EXCERPT PROVIDED:

◇ ◇ ◇

However, there is one large issue that winds up popping up within the Shooting Range mode that we stumbled upon when we were playing the game: there is no ammo placed on any Shooting Range map. Since you can't melee attack a target to gain points, you'll find yourself flying through clips of ammo as you run around stages attacking enemies or shooting these objectives. So if you want to deploy a team into the field to play this game, your soldiers had better be packing a ton of ammo and a steady weapon, particularly if the round is set for anything more than one minute (and even that feels a bit too long.) As a result, you'll probably find yourself avoiding this mode in favor of the solo or team deathmatch or capture mission modes.

◇ ◇ ◇

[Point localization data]
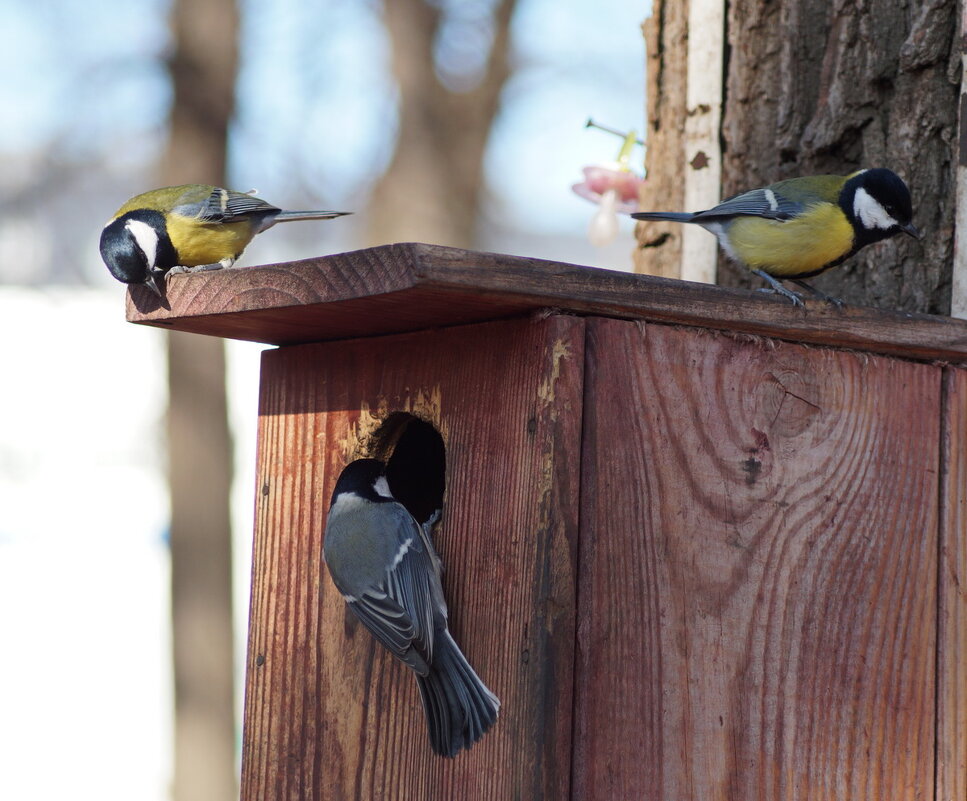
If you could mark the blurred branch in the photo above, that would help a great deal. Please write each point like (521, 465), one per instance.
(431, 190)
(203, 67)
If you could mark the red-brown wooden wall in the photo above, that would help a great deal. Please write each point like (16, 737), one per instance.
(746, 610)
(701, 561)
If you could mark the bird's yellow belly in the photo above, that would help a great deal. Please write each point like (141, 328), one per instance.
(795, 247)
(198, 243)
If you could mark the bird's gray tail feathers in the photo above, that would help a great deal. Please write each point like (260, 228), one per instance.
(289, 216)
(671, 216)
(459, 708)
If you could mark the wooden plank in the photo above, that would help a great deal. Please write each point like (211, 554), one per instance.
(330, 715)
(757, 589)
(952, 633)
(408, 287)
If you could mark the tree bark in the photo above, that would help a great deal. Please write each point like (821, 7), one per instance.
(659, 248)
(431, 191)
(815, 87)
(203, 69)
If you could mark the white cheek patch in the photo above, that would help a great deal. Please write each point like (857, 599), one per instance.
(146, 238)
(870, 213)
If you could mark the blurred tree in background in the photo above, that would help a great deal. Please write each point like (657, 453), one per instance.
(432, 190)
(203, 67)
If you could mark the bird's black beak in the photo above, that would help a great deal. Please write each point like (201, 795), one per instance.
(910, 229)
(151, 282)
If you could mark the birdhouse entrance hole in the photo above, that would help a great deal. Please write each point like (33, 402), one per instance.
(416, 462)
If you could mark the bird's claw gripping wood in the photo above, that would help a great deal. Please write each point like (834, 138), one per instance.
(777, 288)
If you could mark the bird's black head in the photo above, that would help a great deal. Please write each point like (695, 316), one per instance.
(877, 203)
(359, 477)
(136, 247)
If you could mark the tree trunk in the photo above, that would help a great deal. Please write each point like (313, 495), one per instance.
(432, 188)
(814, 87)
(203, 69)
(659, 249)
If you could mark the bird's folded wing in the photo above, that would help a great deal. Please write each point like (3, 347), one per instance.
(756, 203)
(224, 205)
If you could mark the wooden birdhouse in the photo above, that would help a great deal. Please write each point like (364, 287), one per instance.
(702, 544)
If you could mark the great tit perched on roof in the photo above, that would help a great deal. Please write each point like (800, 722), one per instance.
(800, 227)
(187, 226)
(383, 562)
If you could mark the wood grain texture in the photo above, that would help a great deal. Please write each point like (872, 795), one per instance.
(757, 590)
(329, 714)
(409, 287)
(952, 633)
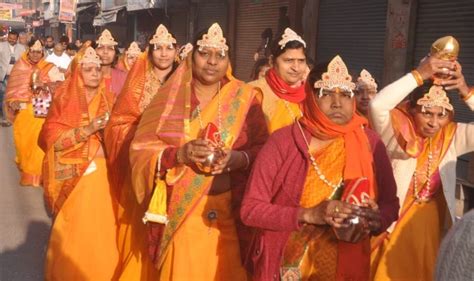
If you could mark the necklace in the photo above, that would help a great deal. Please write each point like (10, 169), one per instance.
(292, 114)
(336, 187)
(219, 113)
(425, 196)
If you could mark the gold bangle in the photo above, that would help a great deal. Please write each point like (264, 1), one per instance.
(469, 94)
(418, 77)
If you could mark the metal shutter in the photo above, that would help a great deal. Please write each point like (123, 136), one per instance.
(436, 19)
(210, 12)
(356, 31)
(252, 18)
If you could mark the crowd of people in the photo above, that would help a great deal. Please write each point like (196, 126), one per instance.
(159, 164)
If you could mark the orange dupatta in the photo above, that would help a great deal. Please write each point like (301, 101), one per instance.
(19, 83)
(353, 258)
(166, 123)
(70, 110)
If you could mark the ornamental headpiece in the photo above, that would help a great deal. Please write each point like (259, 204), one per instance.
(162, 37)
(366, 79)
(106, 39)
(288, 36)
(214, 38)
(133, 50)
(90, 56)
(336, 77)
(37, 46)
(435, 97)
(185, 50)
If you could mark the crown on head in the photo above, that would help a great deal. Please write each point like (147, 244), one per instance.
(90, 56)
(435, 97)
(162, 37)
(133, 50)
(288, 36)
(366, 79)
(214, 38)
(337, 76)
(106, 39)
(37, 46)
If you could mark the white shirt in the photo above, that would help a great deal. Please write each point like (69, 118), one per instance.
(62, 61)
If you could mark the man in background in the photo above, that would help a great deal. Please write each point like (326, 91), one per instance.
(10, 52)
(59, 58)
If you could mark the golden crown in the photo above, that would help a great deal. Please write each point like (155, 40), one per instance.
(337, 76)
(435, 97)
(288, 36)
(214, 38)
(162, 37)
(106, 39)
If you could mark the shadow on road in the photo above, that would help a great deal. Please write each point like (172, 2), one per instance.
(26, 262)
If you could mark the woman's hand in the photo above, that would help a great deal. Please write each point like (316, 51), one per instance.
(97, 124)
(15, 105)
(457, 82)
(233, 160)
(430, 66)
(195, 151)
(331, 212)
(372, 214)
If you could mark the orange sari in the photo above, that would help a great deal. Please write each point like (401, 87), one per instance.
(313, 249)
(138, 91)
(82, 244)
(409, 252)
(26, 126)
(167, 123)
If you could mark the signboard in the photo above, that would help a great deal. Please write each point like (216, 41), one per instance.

◇ ◇ ◇

ASSIGNED TASK A: Extract the portion of the Shooting Range review between "However, there is" and "capture mission modes.", inclusive.
ASSIGNED TASK B: Render this sentence from the Shooting Range review in Spanish: "As a result, you'll probably find yourself avoiding this mode in favor of the solo or team deathmatch or capture mission modes."
The data plays no role here.

EXERCISE SOLUTION A:
However, there is one large issue that winds up popping up within the Shooting Range mode that we stumbled upon when we were playing the game: there is no ammo placed on any Shooting Range map. Since you can't melee attack a target to gain points, you'll find yourself flying through clips of ammo as you run around stages attacking enemies or shooting these objectives. So if you want to deploy a team into the field to play this game, your soldiers had better be packing a ton of ammo and a steady weapon, particularly if the round is set for anything more than one minute (and even that feels a bit too long.) As a result, you'll probably find yourself avoiding this mode in favor of the solo or team deathmatch or capture mission modes.

EXERCISE SOLUTION B: Como resultado, probablemente terminarás evitando este modo en favor de los modos de combate a muerte en solitario o por equipos o de misión de captura.